## HOW TO COMPLETE THIS TASK
For each record below, give an exact transcription.

[ENTRIES SUPPLIED Boundary: Start]

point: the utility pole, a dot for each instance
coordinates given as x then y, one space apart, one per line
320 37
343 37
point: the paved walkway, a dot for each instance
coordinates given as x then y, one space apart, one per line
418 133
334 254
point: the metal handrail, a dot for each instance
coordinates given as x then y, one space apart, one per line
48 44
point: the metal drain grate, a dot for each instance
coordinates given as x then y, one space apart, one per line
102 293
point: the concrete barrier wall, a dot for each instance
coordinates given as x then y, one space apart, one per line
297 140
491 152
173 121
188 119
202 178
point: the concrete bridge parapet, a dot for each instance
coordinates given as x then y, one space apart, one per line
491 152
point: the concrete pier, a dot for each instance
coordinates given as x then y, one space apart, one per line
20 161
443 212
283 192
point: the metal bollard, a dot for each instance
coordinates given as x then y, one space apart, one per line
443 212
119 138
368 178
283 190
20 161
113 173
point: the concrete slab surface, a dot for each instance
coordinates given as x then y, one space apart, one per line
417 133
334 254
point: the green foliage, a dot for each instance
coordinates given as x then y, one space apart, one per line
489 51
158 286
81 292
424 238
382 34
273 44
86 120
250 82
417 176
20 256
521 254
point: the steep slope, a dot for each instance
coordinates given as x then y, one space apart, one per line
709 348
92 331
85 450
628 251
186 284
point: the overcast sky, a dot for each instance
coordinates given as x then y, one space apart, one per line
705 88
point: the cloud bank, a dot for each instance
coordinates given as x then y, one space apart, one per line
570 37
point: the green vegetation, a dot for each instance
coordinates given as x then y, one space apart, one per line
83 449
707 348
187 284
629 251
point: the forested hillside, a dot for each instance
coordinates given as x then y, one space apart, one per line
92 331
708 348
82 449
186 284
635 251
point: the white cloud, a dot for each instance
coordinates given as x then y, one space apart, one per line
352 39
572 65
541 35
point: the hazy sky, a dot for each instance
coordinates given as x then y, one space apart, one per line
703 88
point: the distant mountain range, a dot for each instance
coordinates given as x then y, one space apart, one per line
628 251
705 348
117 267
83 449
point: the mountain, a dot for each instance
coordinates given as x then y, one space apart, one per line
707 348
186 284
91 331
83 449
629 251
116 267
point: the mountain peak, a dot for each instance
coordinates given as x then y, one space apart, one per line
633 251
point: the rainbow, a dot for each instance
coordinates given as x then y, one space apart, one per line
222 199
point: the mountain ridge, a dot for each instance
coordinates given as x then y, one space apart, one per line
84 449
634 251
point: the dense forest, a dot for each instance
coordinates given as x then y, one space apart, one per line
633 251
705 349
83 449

[ENTRIES SUPPLIED Boundary: End]

## WRITTEN REPLY
point: the utility pole, a dot for each instance
coordinates given as x then y, one space apart, one per line
320 37
343 37
point: the paved walkway, a dot for each instance
coordinates given as x then y, one space apart, one per line
418 133
334 254
point: the metal handrail, a dot for each instance
coordinates given as x then y, one space apart, one per line
48 44
point: the metal drain grate, a dot for each instance
coordinates given as x then y, one space apart, one per line
102 293
point: the concrete barrier wall, a dot for each instance
coordinates given as x then y, one space apart, one per line
297 140
491 152
173 121
188 119
202 178
point: the concrete bridge parapet, a dot for each instance
coordinates given as x then y, one space apart, one per line
491 152
point: the concrete pier, a dot for each instance
coordinates given as x then y, one space apart, one per line
20 161
443 212
283 192
point: the metal bollard, a dot for each instance
coordinates given as x then y, one space apart, one per line
443 212
119 138
368 178
283 190
20 161
113 173
point: the concrete slab surface, a dot for each instance
coordinates given as x then y, one space apart, one per line
417 133
334 254
point: the green foliage, a dot for each instance
coordinates given as x then y, one space apart, one per line
489 51
158 286
81 292
424 238
382 34
273 44
86 120
250 82
417 176
20 256
521 254
point: the steep slope, a dot for each instance
coordinates given as x then y, one space apart, one per line
709 348
92 331
85 450
628 251
186 284
point: the overcast sky, a dot for each instance
coordinates given as x then y, one space apart, one per line
705 88
point: the cloud bank, a dot for each instance
coordinates given as x then y, one space apart, one per line
570 37
point: the green vegetation, a dot for each instance
coordinates given as x then y, one space apart, one per line
83 449
707 348
187 284
629 251
point: the forested hillside, a dot for each instance
coordinates given as x then y, one space apart, one per line
92 331
708 348
82 449
186 284
635 251
point: the white cloud, a dot for each instance
coordinates given as x then y, one space apart, one per line
352 39
572 65
541 35
point: the hazy sky, a dot for each instance
coordinates given as x then y, one space apart, one per line
703 88
point: the distant mountain range, a dot for each instance
coordinates given as x then y, one space apart, one per line
628 251
705 348
117 267
83 449
point: the mountain, a dot for each instance
coordinates given as x then y, one space apart, one per line
707 348
186 284
91 331
83 449
629 251
116 267
point: the mountain peak, a dot for each instance
coordinates given as x then y, one space apart, one per line
633 251
point: the rainbow, a dot for each instance
coordinates given as x then y, one space apart, one per line
222 199
point: the mountain ridge, a dot for each instance
coordinates given as x then y, one space apart, one per line
84 449
634 251
point: the dense forest, a dot for each instance
coordinates given as x then y, one space apart, one per line
633 251
705 349
83 449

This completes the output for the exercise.